## Information
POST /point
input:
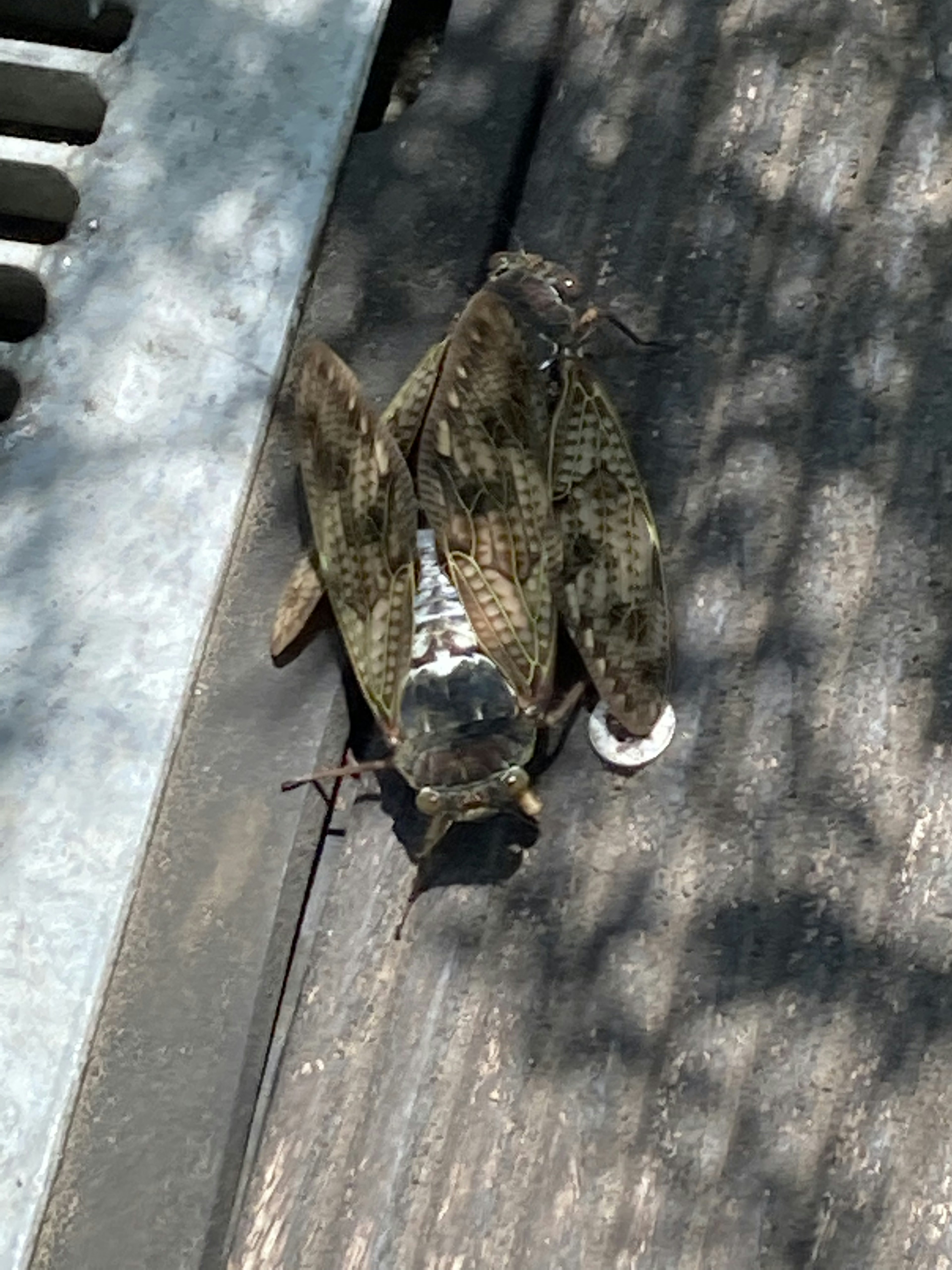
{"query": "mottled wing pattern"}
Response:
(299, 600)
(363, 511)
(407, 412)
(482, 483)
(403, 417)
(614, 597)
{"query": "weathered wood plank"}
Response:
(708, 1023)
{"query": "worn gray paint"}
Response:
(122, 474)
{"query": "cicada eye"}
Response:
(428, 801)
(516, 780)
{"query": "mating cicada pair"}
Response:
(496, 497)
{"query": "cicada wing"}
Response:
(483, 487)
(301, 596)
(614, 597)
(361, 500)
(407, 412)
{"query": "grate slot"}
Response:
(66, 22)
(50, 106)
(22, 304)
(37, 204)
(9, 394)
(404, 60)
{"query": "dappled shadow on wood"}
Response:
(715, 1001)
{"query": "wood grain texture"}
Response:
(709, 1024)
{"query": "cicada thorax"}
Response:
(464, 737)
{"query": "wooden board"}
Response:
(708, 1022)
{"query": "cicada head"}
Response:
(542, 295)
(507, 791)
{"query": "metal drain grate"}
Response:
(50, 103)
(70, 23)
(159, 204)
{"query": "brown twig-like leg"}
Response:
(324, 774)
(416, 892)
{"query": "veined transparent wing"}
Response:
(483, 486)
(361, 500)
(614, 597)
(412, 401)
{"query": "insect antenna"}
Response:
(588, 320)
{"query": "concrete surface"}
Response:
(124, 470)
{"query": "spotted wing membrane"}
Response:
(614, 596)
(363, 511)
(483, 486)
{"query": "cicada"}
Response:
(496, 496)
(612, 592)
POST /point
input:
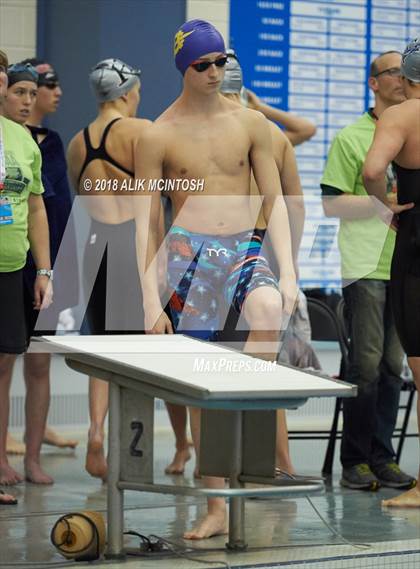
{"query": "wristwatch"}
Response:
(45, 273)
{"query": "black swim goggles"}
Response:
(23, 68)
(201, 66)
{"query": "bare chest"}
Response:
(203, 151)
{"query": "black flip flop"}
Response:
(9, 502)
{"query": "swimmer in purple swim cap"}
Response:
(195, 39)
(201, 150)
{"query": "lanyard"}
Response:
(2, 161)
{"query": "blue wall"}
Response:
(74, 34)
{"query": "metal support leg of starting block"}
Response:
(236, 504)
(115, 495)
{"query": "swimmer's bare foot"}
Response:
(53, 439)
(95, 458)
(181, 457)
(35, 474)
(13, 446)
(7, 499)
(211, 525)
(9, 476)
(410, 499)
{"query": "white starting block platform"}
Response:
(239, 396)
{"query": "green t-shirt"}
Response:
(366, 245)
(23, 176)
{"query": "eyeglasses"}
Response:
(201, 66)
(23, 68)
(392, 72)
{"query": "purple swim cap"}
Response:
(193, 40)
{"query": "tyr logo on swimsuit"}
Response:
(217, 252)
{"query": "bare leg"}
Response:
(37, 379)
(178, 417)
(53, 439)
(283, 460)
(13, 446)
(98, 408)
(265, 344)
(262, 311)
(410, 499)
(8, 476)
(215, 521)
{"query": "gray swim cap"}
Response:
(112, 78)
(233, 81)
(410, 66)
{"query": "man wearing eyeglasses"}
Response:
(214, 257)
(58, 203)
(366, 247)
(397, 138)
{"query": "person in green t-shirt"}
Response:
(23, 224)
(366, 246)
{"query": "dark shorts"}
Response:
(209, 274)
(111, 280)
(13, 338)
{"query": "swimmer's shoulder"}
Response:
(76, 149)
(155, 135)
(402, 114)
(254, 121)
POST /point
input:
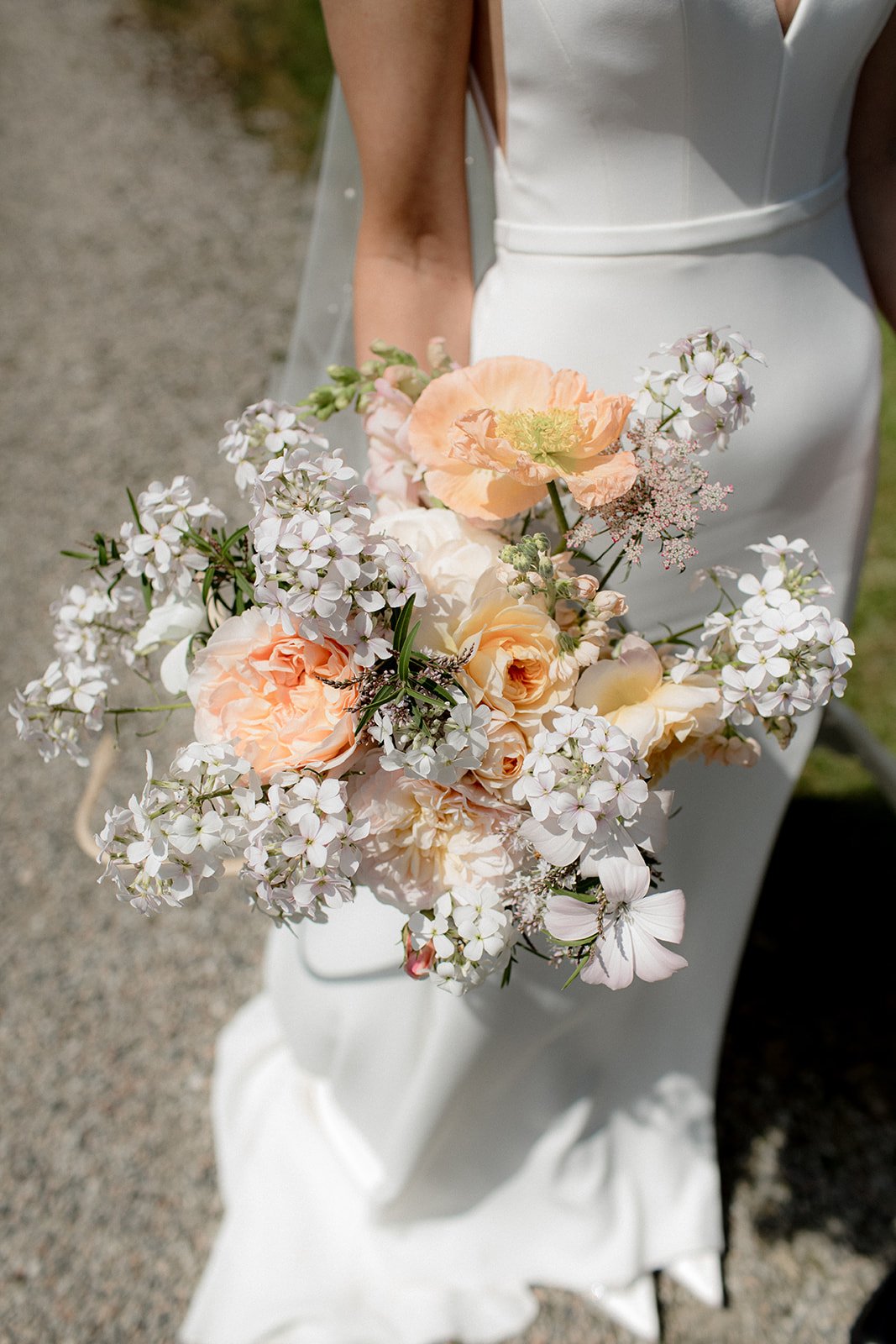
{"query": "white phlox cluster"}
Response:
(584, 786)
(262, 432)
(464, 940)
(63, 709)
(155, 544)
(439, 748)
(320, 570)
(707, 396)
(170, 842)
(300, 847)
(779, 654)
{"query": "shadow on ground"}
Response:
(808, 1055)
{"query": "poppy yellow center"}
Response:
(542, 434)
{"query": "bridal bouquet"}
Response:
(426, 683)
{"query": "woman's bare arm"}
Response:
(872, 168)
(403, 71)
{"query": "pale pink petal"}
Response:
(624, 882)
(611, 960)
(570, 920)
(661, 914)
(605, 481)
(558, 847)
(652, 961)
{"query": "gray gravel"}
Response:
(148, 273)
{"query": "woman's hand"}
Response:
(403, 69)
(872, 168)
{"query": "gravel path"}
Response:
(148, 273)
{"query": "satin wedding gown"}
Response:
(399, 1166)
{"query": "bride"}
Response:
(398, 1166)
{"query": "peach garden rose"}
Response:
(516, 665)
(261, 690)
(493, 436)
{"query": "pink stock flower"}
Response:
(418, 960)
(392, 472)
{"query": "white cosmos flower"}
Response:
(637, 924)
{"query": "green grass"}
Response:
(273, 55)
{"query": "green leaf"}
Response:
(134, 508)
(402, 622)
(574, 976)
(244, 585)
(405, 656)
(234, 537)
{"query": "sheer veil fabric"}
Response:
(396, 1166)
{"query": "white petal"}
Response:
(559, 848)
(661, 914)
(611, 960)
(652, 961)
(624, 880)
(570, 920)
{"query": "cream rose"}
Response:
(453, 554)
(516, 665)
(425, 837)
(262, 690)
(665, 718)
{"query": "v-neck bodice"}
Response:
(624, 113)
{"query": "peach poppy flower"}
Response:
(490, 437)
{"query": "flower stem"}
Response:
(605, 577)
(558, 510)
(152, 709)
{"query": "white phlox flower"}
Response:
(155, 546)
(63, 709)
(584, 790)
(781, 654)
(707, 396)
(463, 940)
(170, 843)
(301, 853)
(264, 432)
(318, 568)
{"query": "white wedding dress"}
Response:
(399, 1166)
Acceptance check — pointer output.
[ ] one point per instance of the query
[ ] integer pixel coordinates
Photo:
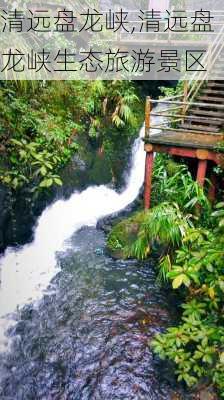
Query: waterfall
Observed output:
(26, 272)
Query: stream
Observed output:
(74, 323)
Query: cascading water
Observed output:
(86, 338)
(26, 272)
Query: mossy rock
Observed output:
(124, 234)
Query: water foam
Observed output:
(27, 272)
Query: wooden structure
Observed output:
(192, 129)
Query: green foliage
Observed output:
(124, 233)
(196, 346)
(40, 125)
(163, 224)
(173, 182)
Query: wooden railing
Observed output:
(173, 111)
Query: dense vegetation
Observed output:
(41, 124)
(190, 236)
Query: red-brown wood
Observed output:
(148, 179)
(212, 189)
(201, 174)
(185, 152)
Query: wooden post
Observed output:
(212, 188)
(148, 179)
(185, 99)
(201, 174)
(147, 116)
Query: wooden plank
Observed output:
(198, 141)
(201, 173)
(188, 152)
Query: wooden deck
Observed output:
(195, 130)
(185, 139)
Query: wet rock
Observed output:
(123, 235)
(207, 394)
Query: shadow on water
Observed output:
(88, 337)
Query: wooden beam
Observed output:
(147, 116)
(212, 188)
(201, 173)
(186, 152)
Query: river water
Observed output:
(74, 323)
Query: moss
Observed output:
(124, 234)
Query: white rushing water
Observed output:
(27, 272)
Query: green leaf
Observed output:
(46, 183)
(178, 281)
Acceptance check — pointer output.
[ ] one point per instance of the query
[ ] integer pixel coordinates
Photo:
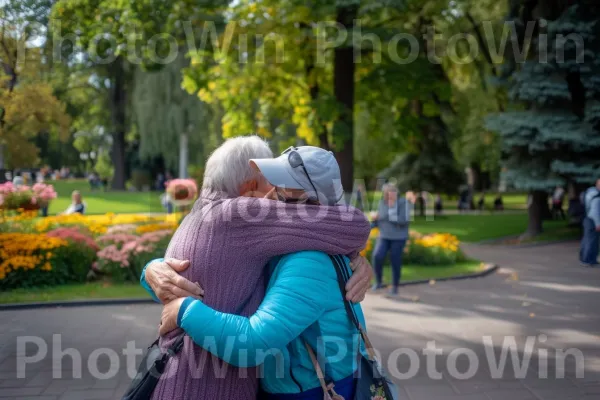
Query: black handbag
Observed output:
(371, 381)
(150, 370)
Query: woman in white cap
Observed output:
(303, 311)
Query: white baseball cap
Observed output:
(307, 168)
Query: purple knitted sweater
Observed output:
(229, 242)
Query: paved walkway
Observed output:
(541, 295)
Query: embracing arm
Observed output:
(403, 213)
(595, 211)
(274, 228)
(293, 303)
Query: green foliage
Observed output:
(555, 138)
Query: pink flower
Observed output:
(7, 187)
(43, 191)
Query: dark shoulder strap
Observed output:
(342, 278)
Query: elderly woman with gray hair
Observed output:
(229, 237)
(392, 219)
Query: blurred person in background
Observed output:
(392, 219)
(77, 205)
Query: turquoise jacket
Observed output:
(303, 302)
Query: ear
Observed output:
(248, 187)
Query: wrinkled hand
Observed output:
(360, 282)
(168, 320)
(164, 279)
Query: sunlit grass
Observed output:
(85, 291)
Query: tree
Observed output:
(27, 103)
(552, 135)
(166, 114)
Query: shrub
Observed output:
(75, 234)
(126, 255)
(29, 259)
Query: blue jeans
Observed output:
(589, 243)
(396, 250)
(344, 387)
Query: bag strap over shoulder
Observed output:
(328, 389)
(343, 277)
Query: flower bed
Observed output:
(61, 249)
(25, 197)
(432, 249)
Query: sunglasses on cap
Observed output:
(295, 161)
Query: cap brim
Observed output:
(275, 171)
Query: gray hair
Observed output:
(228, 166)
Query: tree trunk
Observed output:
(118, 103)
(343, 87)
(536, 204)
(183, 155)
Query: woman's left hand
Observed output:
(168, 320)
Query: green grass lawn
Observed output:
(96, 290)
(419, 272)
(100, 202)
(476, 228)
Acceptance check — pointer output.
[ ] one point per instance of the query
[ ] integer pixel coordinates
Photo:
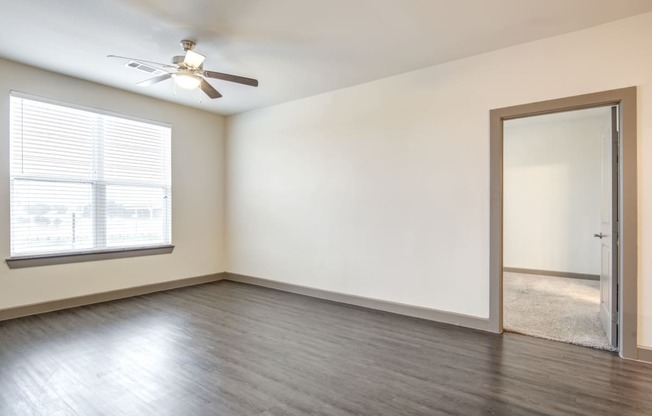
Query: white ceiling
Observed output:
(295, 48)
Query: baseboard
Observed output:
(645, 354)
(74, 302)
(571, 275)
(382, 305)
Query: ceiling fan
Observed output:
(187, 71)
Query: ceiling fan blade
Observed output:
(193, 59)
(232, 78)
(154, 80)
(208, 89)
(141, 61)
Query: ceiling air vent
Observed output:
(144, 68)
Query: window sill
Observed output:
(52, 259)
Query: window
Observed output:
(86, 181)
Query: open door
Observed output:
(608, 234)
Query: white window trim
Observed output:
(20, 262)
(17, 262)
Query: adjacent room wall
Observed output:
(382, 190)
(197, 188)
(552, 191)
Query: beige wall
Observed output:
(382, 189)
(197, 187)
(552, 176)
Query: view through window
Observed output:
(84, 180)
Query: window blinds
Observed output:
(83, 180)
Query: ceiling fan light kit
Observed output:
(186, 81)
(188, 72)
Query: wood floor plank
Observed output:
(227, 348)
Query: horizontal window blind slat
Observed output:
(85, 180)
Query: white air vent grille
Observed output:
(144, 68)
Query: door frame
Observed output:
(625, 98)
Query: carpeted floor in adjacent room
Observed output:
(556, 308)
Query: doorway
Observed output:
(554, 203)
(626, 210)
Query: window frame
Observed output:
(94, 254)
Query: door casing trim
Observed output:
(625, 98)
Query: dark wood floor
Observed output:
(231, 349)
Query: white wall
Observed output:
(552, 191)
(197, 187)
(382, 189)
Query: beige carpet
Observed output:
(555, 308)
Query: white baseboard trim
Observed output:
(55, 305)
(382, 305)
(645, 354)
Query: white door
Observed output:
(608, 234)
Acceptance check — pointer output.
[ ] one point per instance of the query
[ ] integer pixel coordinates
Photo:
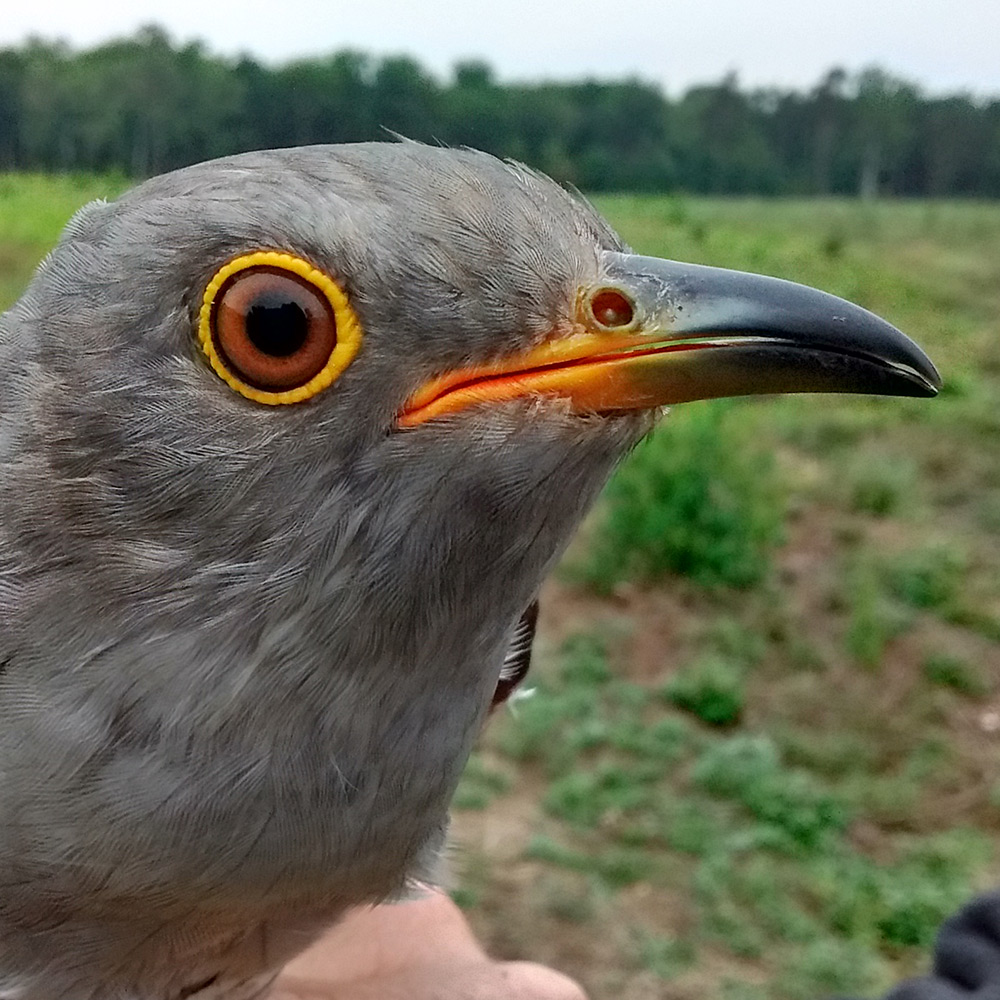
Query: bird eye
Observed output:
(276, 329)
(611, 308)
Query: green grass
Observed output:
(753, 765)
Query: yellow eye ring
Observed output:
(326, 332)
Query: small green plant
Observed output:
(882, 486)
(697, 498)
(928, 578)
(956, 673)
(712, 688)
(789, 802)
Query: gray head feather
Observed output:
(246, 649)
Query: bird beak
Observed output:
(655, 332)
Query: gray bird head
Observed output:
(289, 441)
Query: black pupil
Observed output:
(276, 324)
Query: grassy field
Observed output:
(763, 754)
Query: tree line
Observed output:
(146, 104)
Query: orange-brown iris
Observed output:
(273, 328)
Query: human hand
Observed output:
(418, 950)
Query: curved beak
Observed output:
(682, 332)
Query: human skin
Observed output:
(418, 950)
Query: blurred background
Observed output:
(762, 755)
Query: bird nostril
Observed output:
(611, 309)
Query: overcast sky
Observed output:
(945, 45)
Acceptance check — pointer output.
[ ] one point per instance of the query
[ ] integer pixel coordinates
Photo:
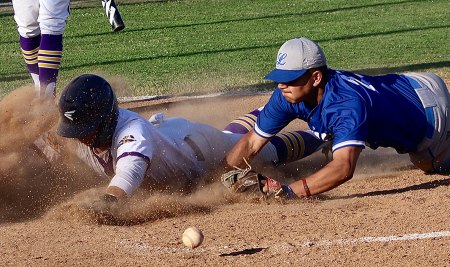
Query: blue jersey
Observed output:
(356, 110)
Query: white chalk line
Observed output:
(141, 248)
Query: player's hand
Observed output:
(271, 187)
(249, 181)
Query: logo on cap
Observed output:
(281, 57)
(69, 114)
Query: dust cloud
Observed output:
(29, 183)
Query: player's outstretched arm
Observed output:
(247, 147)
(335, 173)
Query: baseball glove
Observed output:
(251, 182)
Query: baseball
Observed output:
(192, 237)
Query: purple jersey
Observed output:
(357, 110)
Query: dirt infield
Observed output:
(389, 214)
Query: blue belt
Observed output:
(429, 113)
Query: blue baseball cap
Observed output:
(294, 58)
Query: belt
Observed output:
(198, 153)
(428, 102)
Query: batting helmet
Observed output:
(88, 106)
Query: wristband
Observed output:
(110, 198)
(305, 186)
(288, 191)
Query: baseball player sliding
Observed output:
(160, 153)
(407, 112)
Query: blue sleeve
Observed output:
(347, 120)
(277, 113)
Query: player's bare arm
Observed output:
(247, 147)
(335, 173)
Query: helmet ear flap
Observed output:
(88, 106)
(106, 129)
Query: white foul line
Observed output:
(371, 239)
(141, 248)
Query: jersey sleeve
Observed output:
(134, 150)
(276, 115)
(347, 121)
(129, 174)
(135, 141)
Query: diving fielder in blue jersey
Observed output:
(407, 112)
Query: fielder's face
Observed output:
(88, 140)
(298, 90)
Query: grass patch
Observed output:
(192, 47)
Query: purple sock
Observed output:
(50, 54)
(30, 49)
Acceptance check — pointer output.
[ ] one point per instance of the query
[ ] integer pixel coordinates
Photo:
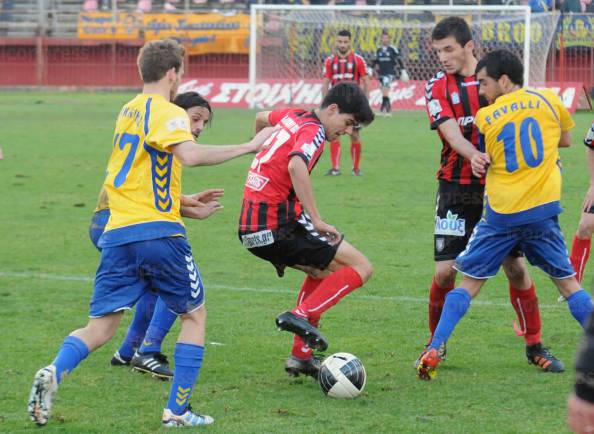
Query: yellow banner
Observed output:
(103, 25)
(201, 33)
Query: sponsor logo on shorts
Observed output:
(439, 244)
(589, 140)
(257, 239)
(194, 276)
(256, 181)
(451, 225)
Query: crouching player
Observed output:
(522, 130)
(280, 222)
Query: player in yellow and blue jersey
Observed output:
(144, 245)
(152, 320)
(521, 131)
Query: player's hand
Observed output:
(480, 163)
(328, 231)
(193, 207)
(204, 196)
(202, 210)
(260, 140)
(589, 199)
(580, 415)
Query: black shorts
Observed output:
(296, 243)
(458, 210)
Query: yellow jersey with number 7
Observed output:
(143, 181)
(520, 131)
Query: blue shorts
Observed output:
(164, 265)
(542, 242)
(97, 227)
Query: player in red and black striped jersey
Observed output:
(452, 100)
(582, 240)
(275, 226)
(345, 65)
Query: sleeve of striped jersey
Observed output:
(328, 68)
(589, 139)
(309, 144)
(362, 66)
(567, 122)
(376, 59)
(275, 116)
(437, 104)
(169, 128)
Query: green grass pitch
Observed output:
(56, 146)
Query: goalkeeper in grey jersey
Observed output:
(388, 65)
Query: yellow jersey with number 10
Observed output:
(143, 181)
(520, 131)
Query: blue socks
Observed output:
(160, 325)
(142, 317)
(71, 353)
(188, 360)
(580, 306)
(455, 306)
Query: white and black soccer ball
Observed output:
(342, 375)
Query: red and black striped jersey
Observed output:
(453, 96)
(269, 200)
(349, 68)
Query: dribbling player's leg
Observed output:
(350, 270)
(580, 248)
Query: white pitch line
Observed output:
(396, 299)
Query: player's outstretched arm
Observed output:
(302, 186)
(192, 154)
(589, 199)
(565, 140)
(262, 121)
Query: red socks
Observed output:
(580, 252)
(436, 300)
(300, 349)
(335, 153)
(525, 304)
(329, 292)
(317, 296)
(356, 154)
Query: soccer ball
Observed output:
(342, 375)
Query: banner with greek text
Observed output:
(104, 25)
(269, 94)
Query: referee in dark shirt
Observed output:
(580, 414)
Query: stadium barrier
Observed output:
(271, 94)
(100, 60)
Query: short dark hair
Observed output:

## Task prompt
Out of the data above, return each line where the word "player" can be found.

## Answer to the exercise
Query: player's hand
Query: player's outstretched arm
Query: baseball player sliding
Query: player's bare arm
Query: crouching player
Query: player in yellow and blue jersey
Query: player's hand
Query: player in red and black striped jersey
Query: dribbling player's leg
Query: player's outstretched arm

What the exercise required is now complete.